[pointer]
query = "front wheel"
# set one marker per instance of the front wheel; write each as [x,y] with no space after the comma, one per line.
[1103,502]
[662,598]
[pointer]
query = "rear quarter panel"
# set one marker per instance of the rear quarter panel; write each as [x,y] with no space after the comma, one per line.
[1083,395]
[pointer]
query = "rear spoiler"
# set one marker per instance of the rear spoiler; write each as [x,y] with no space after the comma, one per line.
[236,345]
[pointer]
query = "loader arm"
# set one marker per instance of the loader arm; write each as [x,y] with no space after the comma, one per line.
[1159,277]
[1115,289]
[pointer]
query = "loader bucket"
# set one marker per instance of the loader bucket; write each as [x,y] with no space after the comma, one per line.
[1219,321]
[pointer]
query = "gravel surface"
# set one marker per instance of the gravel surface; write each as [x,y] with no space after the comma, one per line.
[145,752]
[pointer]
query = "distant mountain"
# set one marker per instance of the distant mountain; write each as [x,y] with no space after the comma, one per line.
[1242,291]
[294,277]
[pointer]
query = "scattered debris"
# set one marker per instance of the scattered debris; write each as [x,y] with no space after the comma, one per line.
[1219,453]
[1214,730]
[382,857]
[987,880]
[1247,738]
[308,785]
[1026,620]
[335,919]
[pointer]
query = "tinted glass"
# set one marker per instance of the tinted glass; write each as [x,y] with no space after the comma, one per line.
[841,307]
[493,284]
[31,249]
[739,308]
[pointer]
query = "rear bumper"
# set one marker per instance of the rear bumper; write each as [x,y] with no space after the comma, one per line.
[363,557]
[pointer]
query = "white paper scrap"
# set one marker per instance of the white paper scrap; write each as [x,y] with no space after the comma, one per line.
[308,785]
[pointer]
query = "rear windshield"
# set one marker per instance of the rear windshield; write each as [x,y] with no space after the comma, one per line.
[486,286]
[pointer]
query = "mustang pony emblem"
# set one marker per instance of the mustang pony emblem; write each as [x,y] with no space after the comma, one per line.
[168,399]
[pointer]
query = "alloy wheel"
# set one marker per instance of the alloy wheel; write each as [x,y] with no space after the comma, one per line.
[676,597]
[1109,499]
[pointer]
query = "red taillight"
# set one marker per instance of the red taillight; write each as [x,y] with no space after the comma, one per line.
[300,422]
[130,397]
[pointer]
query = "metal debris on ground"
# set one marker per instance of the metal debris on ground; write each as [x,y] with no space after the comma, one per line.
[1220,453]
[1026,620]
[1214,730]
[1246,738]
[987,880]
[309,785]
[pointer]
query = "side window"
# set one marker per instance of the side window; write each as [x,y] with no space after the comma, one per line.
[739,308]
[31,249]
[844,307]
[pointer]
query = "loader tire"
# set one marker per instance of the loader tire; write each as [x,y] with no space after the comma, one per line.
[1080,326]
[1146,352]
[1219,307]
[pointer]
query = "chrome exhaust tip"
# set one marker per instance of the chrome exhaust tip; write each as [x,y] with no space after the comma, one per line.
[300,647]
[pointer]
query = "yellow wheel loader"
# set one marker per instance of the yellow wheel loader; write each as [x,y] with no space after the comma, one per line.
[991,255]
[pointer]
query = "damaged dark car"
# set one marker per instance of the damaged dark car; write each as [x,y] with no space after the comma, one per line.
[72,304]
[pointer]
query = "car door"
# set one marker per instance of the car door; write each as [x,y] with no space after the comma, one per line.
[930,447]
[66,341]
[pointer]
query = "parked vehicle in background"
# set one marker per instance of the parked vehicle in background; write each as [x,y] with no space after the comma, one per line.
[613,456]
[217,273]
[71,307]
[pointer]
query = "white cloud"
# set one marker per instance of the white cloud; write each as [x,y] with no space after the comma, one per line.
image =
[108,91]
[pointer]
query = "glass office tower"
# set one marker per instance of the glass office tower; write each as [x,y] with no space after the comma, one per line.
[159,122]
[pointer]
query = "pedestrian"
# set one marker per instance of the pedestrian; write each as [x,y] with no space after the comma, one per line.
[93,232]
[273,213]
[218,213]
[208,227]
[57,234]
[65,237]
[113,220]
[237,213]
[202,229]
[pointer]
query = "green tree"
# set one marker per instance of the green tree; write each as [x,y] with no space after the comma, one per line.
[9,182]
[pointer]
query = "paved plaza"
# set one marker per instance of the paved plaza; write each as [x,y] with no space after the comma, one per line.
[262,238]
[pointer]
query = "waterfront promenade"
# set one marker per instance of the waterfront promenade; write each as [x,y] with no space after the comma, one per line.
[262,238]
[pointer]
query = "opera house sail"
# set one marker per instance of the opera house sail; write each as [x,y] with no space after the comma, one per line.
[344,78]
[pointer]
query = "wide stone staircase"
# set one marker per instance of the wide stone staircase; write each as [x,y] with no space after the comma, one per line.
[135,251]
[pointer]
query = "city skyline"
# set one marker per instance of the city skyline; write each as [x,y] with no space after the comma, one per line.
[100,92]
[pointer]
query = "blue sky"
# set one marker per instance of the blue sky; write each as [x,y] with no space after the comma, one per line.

> _WORK REQUIRED_
Each entry above is to be transcribed word for word.

> _EXPECTED OUTPUT_
[pointer]
query = "front wheel"
# set one marker per instance of the front wheel; write each as [x,y] with no space after the comma, one per line.
[1103,502]
[662,598]
[pointer]
query = "rear quarter panel"
# set one marker per instance of the rear quarter panel; write each as [x,y] with no space after the comma, one per line.
[1083,395]
[pointer]
query = "rear spoiler"
# set one marker per instance of the rear spoiler; write each as [x,y] with no space after the comma, one per line.
[236,345]
[pointer]
query = "loader arm"
# set one marker per instance of the loader arm; write each as [x,y] with no space after the comma, one per line.
[1159,277]
[1115,289]
[pointer]
query = "loader bucket"
# set one marker per instance of the loader bucket; write each as [x,y] with no space after the comma, one per line.
[1219,321]
[pointer]
query = "gravel surface"
# set one marker per instance of the gravel surface; write each as [x,y] with no space after the comma, one per line.
[145,752]
[pointer]
query = "distant mountain"
# set one marker per instance of the distant mountain; write each as [x,y] with no space after the comma, one per line.
[1242,291]
[294,277]
[pointer]
query = "scattered debris"
# set one marker per instance of the scattered debris; write each as [x,y] with no space after the comma, one per line.
[1219,453]
[1214,730]
[382,857]
[987,880]
[1247,738]
[308,785]
[1026,620]
[335,919]
[pointer]
query = "tinted glass"
# set one marker per instance of the tinted glass; write each as [x,y] with no space after the comma, one per line.
[841,307]
[493,284]
[31,249]
[739,308]
[pointer]
query = "rear bumper"
# set one marker per instance of the rear bumper; write each as [x,y] with no space after the comma, one per line.
[363,557]
[pointer]
query = "white paper scrap"
# set one marker per instance of the white paper scrap; write each as [x,y] with no space after the comma, one per line.
[308,785]
[pointer]
query = "rear windshield"
# set one marker per instance of the rear windshield; write each as [x,y] with no space after the comma, one per line.
[486,286]
[pointer]
query = "mustang pony emblem"
# set one marker per instance of the mustang pony emblem; write each as [x,y] with no space after the comma, one per line.
[168,399]
[pointer]
query = "alloy wheel"
# set one marker per instance of the alloy wheel; write each as [x,y] with no space after the comma, one per line.
[676,597]
[1109,499]
[pointer]
query = "red taillight"
# set one marker per instance of the red taillight; write each as [x,y] with no space after the comma, one per line.
[300,422]
[130,397]
[pointer]
query = "metal debris on ground"
# set one marker per instance of the metal debris on ground; write each as [x,y] with no space after the comma, one per line.
[1220,453]
[1026,620]
[1214,730]
[1246,738]
[987,880]
[309,785]
[pointer]
query = "side window"
# set one marker per instance of the side window; write each as [x,y] with no space after the comma, one per line.
[739,308]
[31,249]
[844,307]
[pointer]
query = "loader tire"
# set one marker per instance of the loader tire; write each as [x,y] with no space after the comma, one per line.
[1080,326]
[1146,352]
[1219,307]
[pointer]
query = "chrome exhaust tip"
# set one marker per instance of the chrome exhaust tip; write each as [x,y] with no space after the comma, one per line.
[300,647]
[pointer]
query = "yellow wheel loader"
# set one marker per instance of the yellow wheel loader; write each as [x,y] with no space after the comma, one per line.
[991,255]
[pointer]
query = "damaged dark car"
# set one marker per instance of the damaged dark car; write each as [x,y] with no space after the comma, one per line.
[72,304]
[pointer]
query = "car door"
# set one marker per instance of the car door; write each as [x,y] with no space after the comma, one per line.
[930,447]
[66,341]
[pointer]
query = "parked vehicle in background"
# set one marker per instance of the parked vehicle in background; write each as [x,y] with no space after the comma, one per line.
[613,456]
[217,273]
[71,307]
[pointer]
query = "white cloud"
# set one marker per instance of the white cloud; write each as [x,y] with no space after the comma, one per line.
image =
[108,91]
[pointer]
query = "glass office tower"
# set one marker per instance of the glass office tower; write each as [x,y] with no space after the comma, one per line.
[159,122]
[pointer]
query = "pedestrian"
# set one marker per instance of the pedestrian; write each as [x,y] with no space after the comma, one per line.
[93,232]
[273,213]
[218,213]
[208,227]
[57,234]
[65,237]
[113,220]
[237,213]
[202,229]
[pointer]
query = "green tree"
# set one marker per instance of the green tree; write each as [x,y] with no space after the comma, one per line.
[9,182]
[pointer]
query = "paved plaza"
# set one marker per instance of the paved plaza; write each as [x,y] with no space after the comma, one per line.
[262,238]
[pointer]
query = "waterfront promenade"
# set one marker per instance of the waterfront promenade; write each as [x,y] with no space after the comma, one per line.
[262,238]
[pointer]
query = "opera house sail"
# set one marker per instance of the opera house sail; write each as [x,y] with no space after the comma, one per line.
[344,78]
[pointer]
query = "wide stone staircase"
# set one marker per instance of the wide stone staircase; write each as [x,y] with no space after the comma, one per line.
[135,251]
[pointer]
query = "city skyline"
# set one marker per instance of the city skyline; write each as [x,y] with no space after the comma, one per line.
[100,92]
[pointer]
query = "blue sky"
# set one marker per instance of the blue sky; write each as [x,y] with no space after the comma, one per line.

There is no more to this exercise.